[Rows from a pointing dataset]
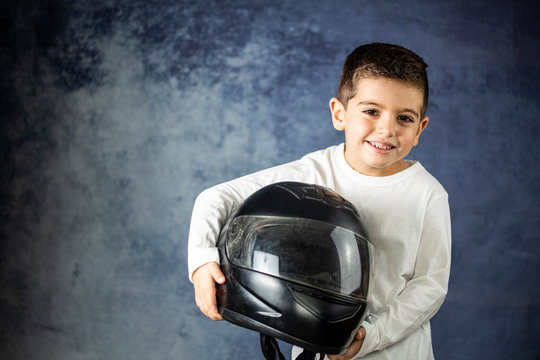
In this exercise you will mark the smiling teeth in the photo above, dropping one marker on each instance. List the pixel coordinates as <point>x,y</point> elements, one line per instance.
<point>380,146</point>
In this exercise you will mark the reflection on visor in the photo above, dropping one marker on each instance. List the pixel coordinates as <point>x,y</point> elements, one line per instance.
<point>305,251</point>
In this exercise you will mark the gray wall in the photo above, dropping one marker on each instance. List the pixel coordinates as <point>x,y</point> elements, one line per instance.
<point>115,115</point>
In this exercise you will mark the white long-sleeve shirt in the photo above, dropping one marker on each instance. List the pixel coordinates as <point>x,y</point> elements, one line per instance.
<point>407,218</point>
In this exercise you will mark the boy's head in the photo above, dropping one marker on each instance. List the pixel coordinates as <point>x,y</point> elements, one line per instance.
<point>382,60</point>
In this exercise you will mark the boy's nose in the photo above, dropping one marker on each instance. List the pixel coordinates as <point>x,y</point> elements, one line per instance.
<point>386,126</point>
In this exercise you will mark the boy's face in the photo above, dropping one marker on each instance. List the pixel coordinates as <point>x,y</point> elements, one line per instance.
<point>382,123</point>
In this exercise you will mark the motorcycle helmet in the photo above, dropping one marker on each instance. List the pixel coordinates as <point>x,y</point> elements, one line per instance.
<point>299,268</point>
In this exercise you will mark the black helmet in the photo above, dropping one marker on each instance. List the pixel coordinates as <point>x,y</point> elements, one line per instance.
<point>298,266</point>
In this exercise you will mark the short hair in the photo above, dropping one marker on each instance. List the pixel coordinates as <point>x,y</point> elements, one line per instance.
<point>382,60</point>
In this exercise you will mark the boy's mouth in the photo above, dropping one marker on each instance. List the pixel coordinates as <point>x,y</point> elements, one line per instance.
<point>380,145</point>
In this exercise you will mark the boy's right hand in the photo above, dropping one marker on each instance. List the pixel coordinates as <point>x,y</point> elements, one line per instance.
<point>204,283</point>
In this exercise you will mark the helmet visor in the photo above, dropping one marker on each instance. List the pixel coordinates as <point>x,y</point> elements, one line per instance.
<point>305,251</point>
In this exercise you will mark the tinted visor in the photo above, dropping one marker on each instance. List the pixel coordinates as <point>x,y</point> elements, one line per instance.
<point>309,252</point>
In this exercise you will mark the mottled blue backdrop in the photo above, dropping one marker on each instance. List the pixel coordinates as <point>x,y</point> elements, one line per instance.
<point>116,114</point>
---
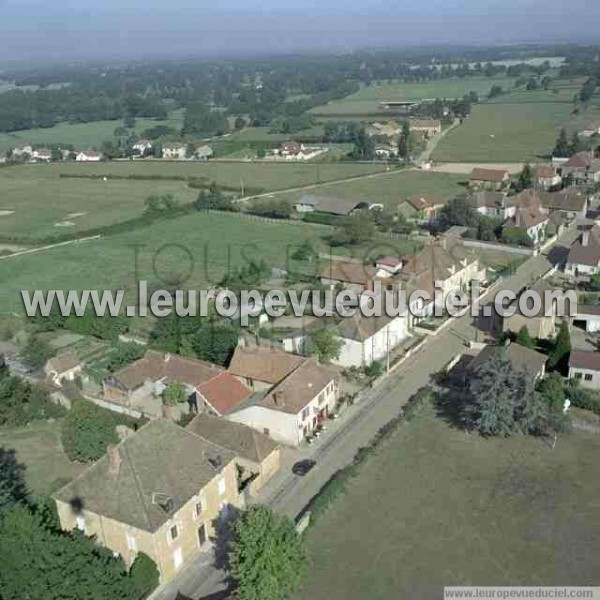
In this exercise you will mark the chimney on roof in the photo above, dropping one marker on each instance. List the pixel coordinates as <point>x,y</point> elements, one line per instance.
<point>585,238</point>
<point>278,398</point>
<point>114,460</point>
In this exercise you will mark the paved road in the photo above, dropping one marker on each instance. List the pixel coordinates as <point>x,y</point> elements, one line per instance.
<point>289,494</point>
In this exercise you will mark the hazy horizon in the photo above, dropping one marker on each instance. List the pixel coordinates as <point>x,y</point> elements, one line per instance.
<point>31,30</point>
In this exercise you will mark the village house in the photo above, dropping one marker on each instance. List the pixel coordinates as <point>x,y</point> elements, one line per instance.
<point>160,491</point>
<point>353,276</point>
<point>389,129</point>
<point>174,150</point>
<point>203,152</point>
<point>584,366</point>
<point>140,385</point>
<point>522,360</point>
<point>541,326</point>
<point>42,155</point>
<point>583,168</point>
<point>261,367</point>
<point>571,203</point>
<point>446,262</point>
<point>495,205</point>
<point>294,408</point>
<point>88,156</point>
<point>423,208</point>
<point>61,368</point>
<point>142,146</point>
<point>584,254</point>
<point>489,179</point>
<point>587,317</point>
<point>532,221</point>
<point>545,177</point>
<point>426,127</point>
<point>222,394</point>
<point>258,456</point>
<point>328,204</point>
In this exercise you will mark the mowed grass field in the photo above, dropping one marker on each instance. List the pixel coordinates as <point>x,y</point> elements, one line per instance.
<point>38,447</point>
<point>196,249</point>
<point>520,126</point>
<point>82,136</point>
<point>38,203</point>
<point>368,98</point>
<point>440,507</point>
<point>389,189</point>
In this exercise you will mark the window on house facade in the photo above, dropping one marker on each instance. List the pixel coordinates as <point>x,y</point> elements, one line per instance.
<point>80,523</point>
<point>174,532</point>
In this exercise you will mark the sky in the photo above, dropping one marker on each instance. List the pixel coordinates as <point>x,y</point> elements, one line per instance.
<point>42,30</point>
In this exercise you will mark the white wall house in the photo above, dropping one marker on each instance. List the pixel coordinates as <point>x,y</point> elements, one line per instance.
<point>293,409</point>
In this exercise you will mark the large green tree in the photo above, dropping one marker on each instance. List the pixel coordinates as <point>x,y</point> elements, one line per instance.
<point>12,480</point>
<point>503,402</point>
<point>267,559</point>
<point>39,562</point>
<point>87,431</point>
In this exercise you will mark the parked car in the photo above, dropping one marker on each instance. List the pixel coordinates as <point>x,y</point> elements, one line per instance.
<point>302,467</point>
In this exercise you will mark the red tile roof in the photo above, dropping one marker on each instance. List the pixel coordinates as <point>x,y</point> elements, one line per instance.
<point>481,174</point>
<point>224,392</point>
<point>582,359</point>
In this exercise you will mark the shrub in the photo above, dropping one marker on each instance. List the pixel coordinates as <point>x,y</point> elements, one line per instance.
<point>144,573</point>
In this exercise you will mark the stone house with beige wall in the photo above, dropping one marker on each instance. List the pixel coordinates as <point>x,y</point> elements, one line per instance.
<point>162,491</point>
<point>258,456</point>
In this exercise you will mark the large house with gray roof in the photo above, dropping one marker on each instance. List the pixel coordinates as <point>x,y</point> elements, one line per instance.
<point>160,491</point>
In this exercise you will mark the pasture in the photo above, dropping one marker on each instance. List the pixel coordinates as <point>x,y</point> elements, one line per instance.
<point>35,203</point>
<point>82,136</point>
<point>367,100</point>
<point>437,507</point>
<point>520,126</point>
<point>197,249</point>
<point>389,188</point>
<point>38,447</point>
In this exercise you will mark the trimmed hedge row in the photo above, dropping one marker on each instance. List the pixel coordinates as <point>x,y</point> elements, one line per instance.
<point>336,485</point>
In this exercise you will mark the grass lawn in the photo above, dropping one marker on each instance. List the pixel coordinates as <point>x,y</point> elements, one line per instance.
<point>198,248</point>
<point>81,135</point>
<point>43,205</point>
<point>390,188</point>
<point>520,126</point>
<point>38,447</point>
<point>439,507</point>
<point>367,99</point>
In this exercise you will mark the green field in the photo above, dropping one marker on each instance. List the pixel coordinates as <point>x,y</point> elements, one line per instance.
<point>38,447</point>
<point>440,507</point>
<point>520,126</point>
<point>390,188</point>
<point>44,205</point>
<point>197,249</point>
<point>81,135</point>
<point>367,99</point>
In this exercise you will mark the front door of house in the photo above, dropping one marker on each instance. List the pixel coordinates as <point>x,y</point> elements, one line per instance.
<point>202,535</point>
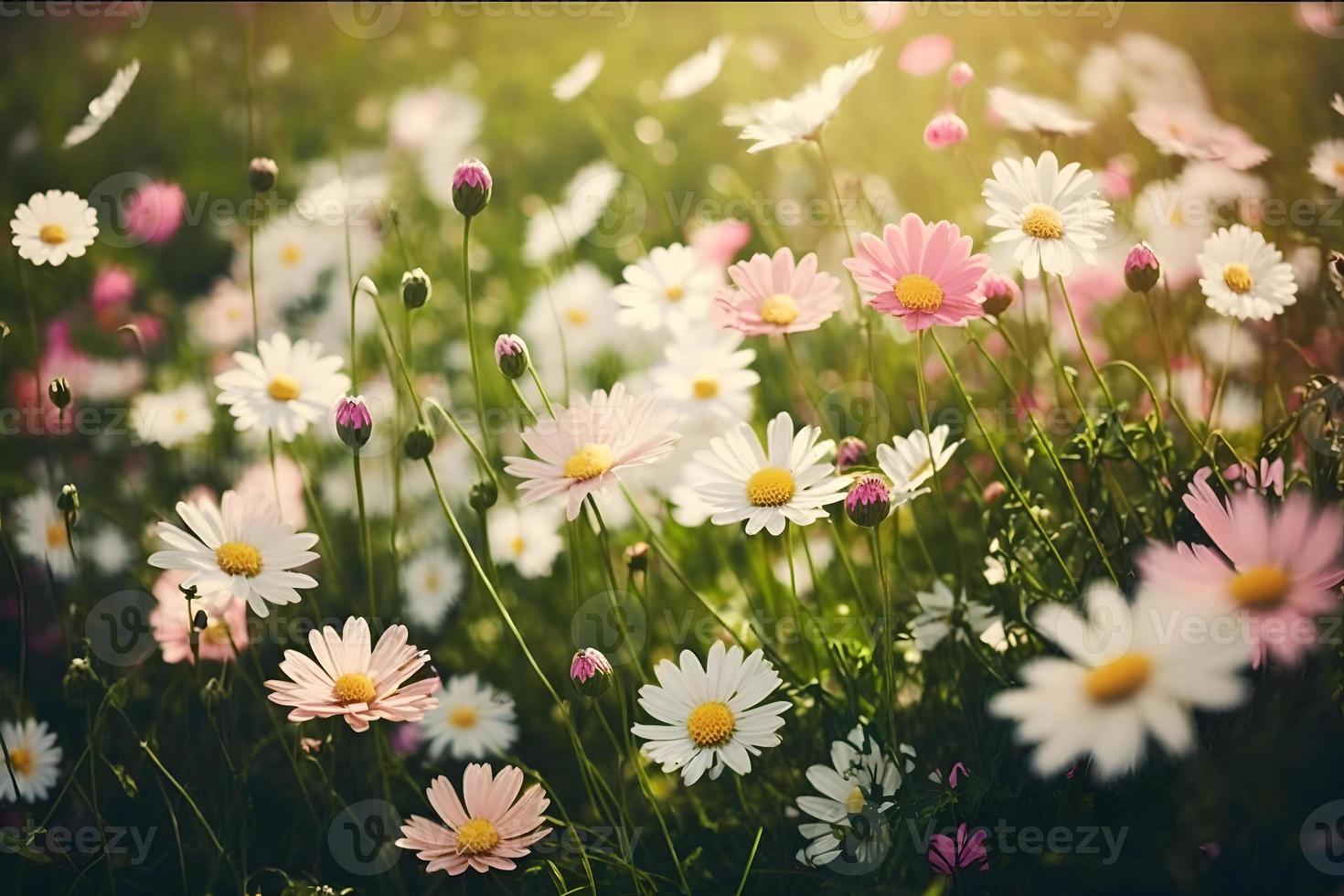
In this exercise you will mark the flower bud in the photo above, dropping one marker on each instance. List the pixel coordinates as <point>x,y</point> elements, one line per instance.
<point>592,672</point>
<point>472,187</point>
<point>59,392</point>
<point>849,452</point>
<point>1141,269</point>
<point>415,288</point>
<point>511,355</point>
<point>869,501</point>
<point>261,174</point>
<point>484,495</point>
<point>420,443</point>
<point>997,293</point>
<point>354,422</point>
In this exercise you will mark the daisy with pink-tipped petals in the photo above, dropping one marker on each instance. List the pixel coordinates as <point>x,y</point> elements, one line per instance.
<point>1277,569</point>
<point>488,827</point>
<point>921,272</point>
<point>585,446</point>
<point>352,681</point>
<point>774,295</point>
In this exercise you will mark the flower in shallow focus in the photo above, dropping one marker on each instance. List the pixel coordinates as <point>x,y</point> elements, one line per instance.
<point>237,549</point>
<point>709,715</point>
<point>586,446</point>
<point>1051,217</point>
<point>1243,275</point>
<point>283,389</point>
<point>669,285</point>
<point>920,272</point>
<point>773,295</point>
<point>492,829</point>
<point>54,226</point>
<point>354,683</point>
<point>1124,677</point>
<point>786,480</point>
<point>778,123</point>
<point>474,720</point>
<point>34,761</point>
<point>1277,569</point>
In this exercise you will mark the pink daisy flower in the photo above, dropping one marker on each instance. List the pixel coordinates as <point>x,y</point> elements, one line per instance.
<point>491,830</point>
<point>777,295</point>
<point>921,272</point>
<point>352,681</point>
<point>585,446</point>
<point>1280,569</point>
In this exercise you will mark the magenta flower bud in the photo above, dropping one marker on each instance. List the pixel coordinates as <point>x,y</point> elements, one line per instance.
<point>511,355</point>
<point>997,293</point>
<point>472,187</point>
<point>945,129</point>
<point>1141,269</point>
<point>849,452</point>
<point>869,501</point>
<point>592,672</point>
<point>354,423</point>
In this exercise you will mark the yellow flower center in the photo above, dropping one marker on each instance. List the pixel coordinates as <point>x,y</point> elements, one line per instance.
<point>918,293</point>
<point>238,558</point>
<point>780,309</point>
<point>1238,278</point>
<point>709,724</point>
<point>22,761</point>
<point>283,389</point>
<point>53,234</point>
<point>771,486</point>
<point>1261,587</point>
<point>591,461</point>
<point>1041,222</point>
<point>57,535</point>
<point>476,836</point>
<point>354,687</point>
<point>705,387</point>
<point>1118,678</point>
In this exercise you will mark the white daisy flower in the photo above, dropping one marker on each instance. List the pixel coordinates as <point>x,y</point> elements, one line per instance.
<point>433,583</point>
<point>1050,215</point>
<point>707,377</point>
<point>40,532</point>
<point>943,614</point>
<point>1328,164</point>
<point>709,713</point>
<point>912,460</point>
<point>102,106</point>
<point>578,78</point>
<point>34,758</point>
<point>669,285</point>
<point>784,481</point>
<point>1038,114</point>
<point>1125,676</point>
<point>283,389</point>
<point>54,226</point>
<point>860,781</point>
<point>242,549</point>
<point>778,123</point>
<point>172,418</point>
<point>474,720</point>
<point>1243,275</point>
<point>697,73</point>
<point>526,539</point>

● Required task: Update the rows from the line containing "In this exercise you will mark the grass" down to the line containing "<point>774,295</point>" by replacing "marker" with "pin" and changing nothing else. Return only those lines, leaving out the pictures.

● In response:
In this exercise you will mark the grass lawn in the photo above, dropping one pin on each instance. List the pixel coordinates as <point>x,y</point> elements, one line per instance.
<point>198,248</point>
<point>81,135</point>
<point>43,205</point>
<point>390,188</point>
<point>520,126</point>
<point>38,447</point>
<point>439,507</point>
<point>367,99</point>
In this exercise you will mark the green field in the photo above, dropping one pin on each instance. List the pixel coordinates as <point>x,y</point> elements, one line per instance.
<point>38,447</point>
<point>440,507</point>
<point>520,126</point>
<point>390,188</point>
<point>44,205</point>
<point>197,249</point>
<point>81,135</point>
<point>367,99</point>
In this exercise you will mark the front door of house in the photo above, dropping one pin on each instance. List the pixel coordinates as <point>x,y</point> elements, one line per instance.
<point>202,535</point>
In this exercise you will mark the flower bud in the photo above, dropping one pin on each instance. List the pixel coordinates as <point>x,y</point> elements, one line per instance.
<point>592,672</point>
<point>472,187</point>
<point>59,392</point>
<point>849,452</point>
<point>1141,269</point>
<point>415,288</point>
<point>511,355</point>
<point>869,501</point>
<point>261,174</point>
<point>484,495</point>
<point>420,443</point>
<point>997,293</point>
<point>354,422</point>
In this exercise you will mark the daisy with pink-tipped petals in the photo above, dropping one pin on each instance. List the pixel coordinates as <point>x,y</point> elements, one line per instance.
<point>1277,569</point>
<point>488,827</point>
<point>921,272</point>
<point>585,446</point>
<point>352,681</point>
<point>774,295</point>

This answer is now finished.